Finding Bigfoot by Moonlight
- S.R. Laing
- Feb 25
- 3 min read
I started by chasing Sasquatch across the Pacific Northwest in Tableau, and ended up tracking the moon.

I analyzed 4,947 Bigfoot encounters across North America between 1921 and 2021. I wasn’t looking for myth. I was testing environmental variables: cloud cover, visibility, UV index, and fractional moonlight to see whether environmental factors influenced reporting patterns.
The dataset included environmental variables such as cloud cover, precipitation, UV index, visibility, and fractional moonlight. But one crucial field was corrupted: time of day.
Without timestamps, aligning sightings to specific lunar conditions should have been impossible. Lunar visibility shifts hour by hour. A full moon at midnight is not the same as a rising moon at dusk.
That constraint reframed the entire investigation.
If I couldn’t align sightings to clock time, could I reconstruct the lunar day itself?
The answer was yes.
Using the 29.53-day synodic lunar cycle, I reverse-engineered lunar day from illumination percentage. Nested conditional logic allowed me to approximate phase progression and build a lunar calendar model without relying on timestamps.
I couldn’t find time. So I found the moon instead.

== TASKS ==
1. In the Bigfoot post, which field in the dataset was corrupted?
2. Name every environmental variable that the Bigfoot post says the dataset included.
3. Output the passage of the Bigfoot post that opens with the words containing "Using the 29.53-day" and closes with "the moon instead.".
The records have nothing to do with the Bigfoot post.

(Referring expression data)
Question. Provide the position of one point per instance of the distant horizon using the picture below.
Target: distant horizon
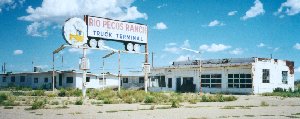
(32, 30)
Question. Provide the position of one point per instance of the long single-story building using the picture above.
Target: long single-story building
(63, 79)
(232, 75)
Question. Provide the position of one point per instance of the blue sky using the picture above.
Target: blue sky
(31, 30)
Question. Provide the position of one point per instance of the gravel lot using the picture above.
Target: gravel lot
(245, 107)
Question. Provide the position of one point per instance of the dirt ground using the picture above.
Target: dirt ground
(245, 107)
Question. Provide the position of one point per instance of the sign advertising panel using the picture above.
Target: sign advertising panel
(74, 32)
(116, 30)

== SOLUTIONS PER TASK ==
1. Time of day.

2. Cloud cover, precipitation, UV index, visibility, and fractional moonlight.

3.
Using the 29.53-day synodic lunar cycle, I reverse-engineered lunar day from illumination percentage. Nested conditional logic allowed me to approximate phase progression and build a lunar calendar model without relying on timestamps.
I couldn’t find time. So I found the moon instead.